↓↓↓

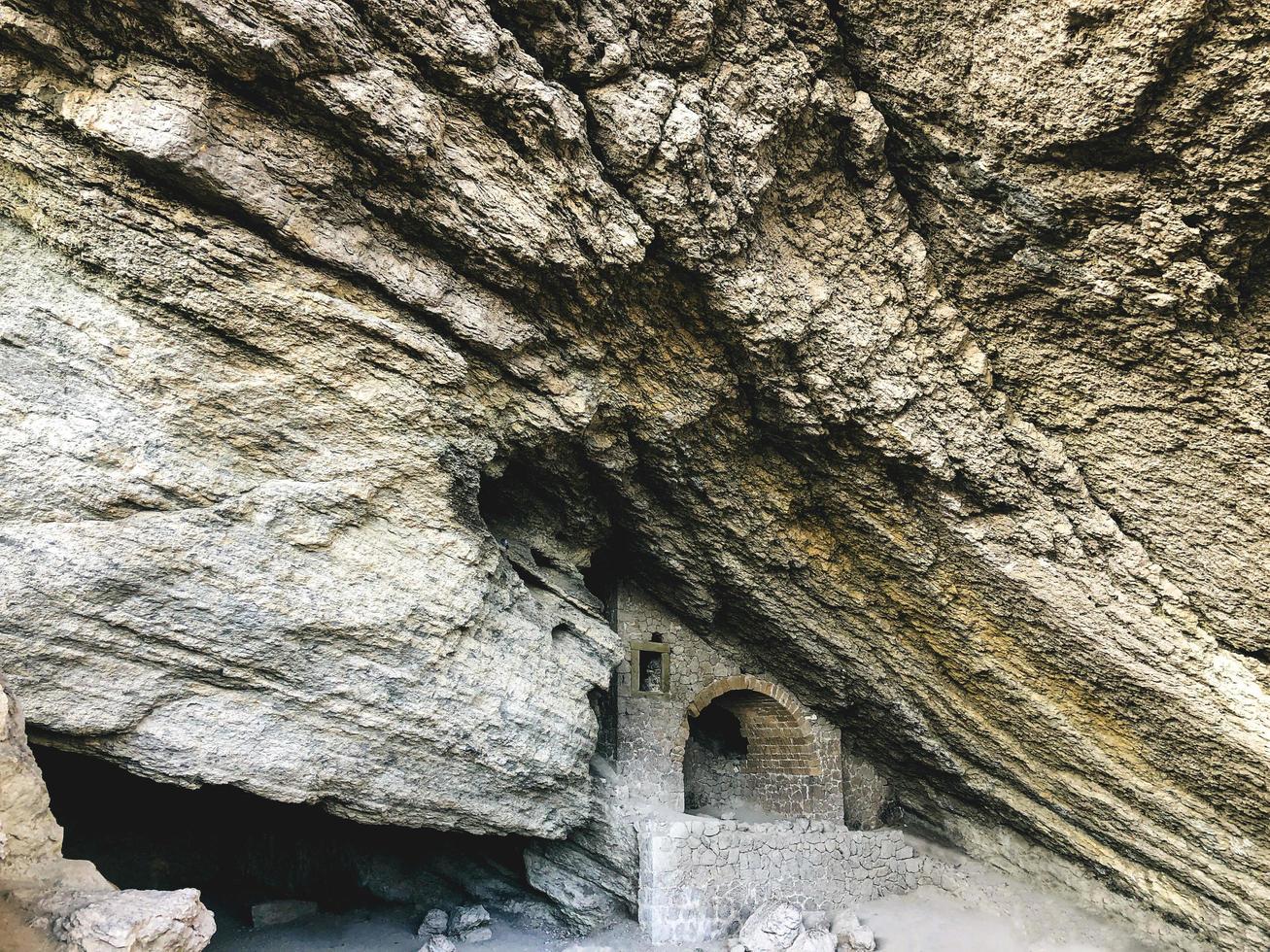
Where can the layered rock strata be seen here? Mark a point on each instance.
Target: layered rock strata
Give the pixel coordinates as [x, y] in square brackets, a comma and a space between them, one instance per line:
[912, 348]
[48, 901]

↑↑↑
↓↓↓

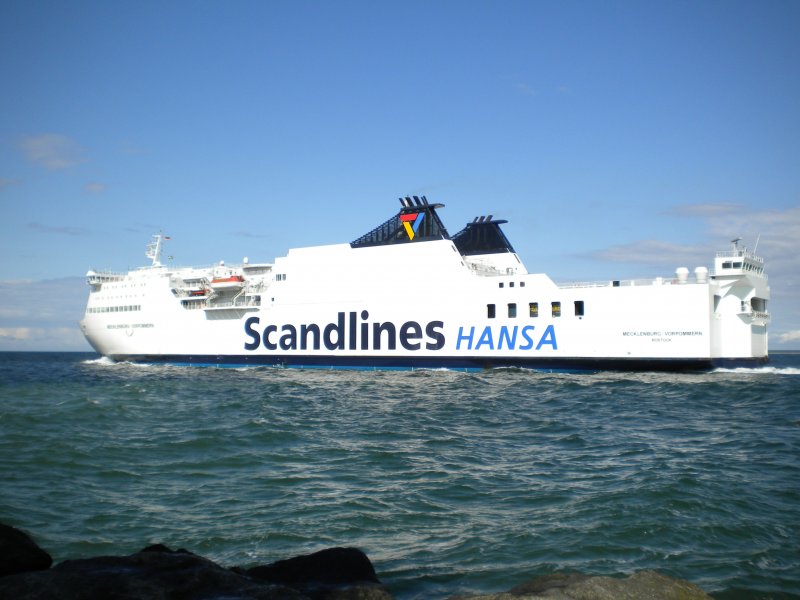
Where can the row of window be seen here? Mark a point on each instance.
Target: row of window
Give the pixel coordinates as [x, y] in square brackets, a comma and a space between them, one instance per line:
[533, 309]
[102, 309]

↑↑↑

Your answer must be a single number: how many lines of the records contain the word "layered".

Problem solution:
2